GIVEN REQUEST |
Write out each line exactly as it stands, please.

ITEMS |

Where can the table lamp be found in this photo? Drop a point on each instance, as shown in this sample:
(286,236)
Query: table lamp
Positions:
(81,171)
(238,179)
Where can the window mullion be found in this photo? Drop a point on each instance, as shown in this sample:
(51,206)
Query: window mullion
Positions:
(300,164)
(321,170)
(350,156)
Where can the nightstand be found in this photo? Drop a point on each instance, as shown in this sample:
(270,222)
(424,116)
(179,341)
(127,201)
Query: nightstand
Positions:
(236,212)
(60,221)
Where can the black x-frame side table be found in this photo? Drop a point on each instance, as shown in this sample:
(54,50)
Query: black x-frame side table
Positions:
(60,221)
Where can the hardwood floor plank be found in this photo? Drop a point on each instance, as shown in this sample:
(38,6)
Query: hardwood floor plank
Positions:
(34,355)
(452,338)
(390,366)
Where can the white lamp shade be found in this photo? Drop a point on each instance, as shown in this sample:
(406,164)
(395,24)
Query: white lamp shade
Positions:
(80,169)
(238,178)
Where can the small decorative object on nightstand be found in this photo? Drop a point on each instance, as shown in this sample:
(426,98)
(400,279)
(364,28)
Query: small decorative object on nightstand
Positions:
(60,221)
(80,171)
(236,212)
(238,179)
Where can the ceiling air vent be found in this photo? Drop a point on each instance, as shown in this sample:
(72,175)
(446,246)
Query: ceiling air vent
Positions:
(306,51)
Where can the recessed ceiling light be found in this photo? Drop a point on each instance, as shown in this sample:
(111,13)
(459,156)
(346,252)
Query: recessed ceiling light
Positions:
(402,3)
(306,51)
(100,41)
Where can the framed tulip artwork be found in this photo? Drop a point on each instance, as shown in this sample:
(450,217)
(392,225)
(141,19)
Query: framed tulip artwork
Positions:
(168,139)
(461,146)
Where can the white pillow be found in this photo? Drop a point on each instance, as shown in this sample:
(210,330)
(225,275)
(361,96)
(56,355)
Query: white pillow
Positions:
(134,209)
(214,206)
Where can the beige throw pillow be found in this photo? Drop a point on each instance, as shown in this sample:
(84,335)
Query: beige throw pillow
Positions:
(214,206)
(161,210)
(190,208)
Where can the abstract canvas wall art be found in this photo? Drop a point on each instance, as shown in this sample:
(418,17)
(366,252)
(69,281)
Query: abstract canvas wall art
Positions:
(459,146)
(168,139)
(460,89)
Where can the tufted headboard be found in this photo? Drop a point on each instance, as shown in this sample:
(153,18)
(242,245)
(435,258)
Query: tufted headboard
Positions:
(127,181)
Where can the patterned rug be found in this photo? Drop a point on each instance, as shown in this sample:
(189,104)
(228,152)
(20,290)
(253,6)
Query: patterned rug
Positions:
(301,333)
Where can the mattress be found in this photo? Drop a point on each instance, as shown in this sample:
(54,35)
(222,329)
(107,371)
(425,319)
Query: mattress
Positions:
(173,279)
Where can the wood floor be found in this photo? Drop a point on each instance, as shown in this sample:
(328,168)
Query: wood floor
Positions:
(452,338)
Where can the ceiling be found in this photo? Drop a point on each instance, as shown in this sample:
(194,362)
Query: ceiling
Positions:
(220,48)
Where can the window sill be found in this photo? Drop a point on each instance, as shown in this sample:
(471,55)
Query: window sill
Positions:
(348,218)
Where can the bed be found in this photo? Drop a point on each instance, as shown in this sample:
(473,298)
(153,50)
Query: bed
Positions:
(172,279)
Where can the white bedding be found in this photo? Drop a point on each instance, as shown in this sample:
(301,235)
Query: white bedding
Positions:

SOLUTION BELOW |
Where can the table lamp be found in this photo? Drop a point on each instance, as shown in this sample:
(286,236)
Query: table lamp
Positions:
(81,171)
(238,179)
Where can the window mullion be found in this photo? Drop a point on each instance, as shown in this sample:
(51,206)
Query: window mullion
Positions:
(300,164)
(321,170)
(350,156)
Where can the nightstand be found in this photo? Drop a point on each instance, as shown in this sample:
(270,222)
(424,116)
(179,341)
(127,201)
Query: nightstand
Positions:
(236,212)
(60,221)
Where can the black x-frame side table be found in this photo? Drop a point on each instance, as shown in this sample:
(54,50)
Query: black x-frame side table
Positions:
(60,221)
Where can the hardwood floor plank be found in this photo? Drop a point on each instance, as shown in this sample:
(38,6)
Query: hardwood floor plank
Positions:
(34,355)
(452,338)
(390,366)
Where can the white lamp shade be found in this photo? Drop a point on each instance, as shown in this sample:
(406,164)
(395,24)
Query: white lamp shade
Positions:
(80,169)
(238,178)
Where can the small decorative object on nightstand be found in this photo? Drop a point on each instance, as shown in this sample:
(426,98)
(400,279)
(364,28)
Query: small decorative object on nightstand
Positions:
(60,221)
(80,171)
(236,212)
(238,179)
Where can the ceiling air vent be found in this photo? Drop a point on each instance, as shown in this sample:
(72,175)
(446,246)
Query: ceiling air vent
Positions:
(306,51)
Where can the recessed ceiling light be found in this photo? Drop a point on each instance, as shown in this sample:
(111,13)
(459,156)
(346,252)
Query: recessed ceiling light
Positions:
(402,3)
(306,51)
(100,41)
Where can the framed tulip artwork be found in this photo? Drop a point on each instance, as shown in this sample:
(450,217)
(392,225)
(141,19)
Query: framed tulip artwork
Positions:
(168,139)
(461,146)
Where can the white pillow be found in this photo? Drop a point on each instance, as shown in this sample:
(210,330)
(225,275)
(361,96)
(56,355)
Query: white pillow
Positions:
(134,209)
(214,206)
Where can the beige throw pillow be found in this photo? Drop a point on each instance, as shown in this sample:
(84,335)
Query: beige throw pillow
Positions:
(214,206)
(161,210)
(190,208)
Where can the abstract canvas wall art be found in this photo? Drop a point on each instance, as shown in this sample:
(418,17)
(366,252)
(69,281)
Query: abstract canvas wall art
Positions:
(459,146)
(168,139)
(460,89)
Where can the tufted headboard be found in this photo? Drop a point on each instance, as shown in this sample:
(153,18)
(242,245)
(435,258)
Query: tufted headboard
Positions:
(127,181)
Where can the patterned rug be found in this photo? Drop a point on each instance, as shown in this sample:
(189,104)
(228,152)
(20,290)
(253,6)
Query: patterned rug
Positions:
(301,333)
Where can the mattress be found in this photo? Drop a point on each instance, as shown in this sample:
(54,35)
(222,329)
(107,371)
(425,319)
Query: mattress
Positions:
(173,279)
Where can the wood floor be found in this photo? Drop a point on each instance, as shown in this sample:
(328,168)
Query: wood floor
Positions:
(452,338)
Where can the ceiling be found in this photo? Drop a point on each instance, as shown in this sample:
(194,362)
Query: ceiling
Positions:
(220,48)
Where can the window sill be found in this photo? Drop a point on each instance, as shown in this sample:
(471,55)
Query: window sill
Positions:
(348,218)
Where can the bed be found in this photo? Drop a point on each instance, as shown in this sample:
(473,298)
(153,50)
Query: bed
Positions:
(172,279)
Where can the white bedding be found in this photo? Drop a point on each instance, as shown in this sample:
(301,235)
Query: white bedding
Positions:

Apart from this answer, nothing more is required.